■ Source extract
####
This article debuted on SportsHaze.com/Boston
The New England Patriots announced the signing of free agent defensive lineman Marcus Stroud earlier today; the length of the deal is reportedly two years.
Stroud, who will be 33 in June, was released by the Buffalo Bills on February 16th, and was free to sign with any team as a ten year veteran. He was made expendable in Buffalo due to the play of 2010 third round pick Alex Carrington, and would have cost the team $4.5 million in 2011 had they kept him onboard.
The signing is an instant depth stabilizer for New England’s defensive front. Stroud is capable of putting some pressure on the quarterback (he’s averaged three sacks a season over his career), but has graded out poorly against the run over the last two seasons.
He was expected to garner interest from teams running a 4-3 defensive scheme, and it’s mildly perplexing as to why both player and team saw New England as the best fit—considering the 3-4 scheme the Patriots run. Before he was traded to Buffalo in 2007, Stroud played seven seasons for the Jacksonville Jaguars in their 4-3 system.
Stroud was drafted in 2001 as the 13th overall selection by Jacksonville out of Georgia. The Patriots selected his college teammate Richard Seymour six picks earlier in the same Draft, and Gerard Warren, whom New England signed on Draft day last season, was selected 3rd overall in 2001 as well. Now a free agent, Warren may or may not be brought back after the addition of Stroud.
####
■ Data excerpt
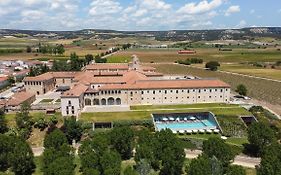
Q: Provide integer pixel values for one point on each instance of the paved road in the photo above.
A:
(242, 160)
(245, 161)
####
■ Task set
[a] In the article on the Marcus Stroud signing, how much would Stroud have cost Buffalo in 2011 had the team kept him?
[b] Go on with the article on the Marcus Stroud signing, picking up right after its final sentence.
None of the data is needed here.

■ Responses in order
[a] $4.5 million.

[b]
The 2011 defensive line appears to be coming into form, and already looks more promising than the 2010 unit.
Pro-Bowler Vince Wilfork will return at the helm as nose tackle, and will be joined by Ty Warren—who missed the entire season last year following hip surgery. Warren is expected to regain his starting job at one of the end positions with the other starter still to be determined.
Stroud, Mike Wright, Ron Brace, and Brandon Deaderick are all in-house options at end. They join Myron Pryor, Kyle Love, Landon Cohen, Darryl Richard, and Marlon Favorite on a solid looking defensive front with a good mix of youth and veteran presence.
The Stroud signing may or may not affect the drafting strategy, depending on the role they expect him to have. Whether he ends up being a rotational player, or seeing a lot of snaps, the veteran is considered a great locker room presence and should fit in well.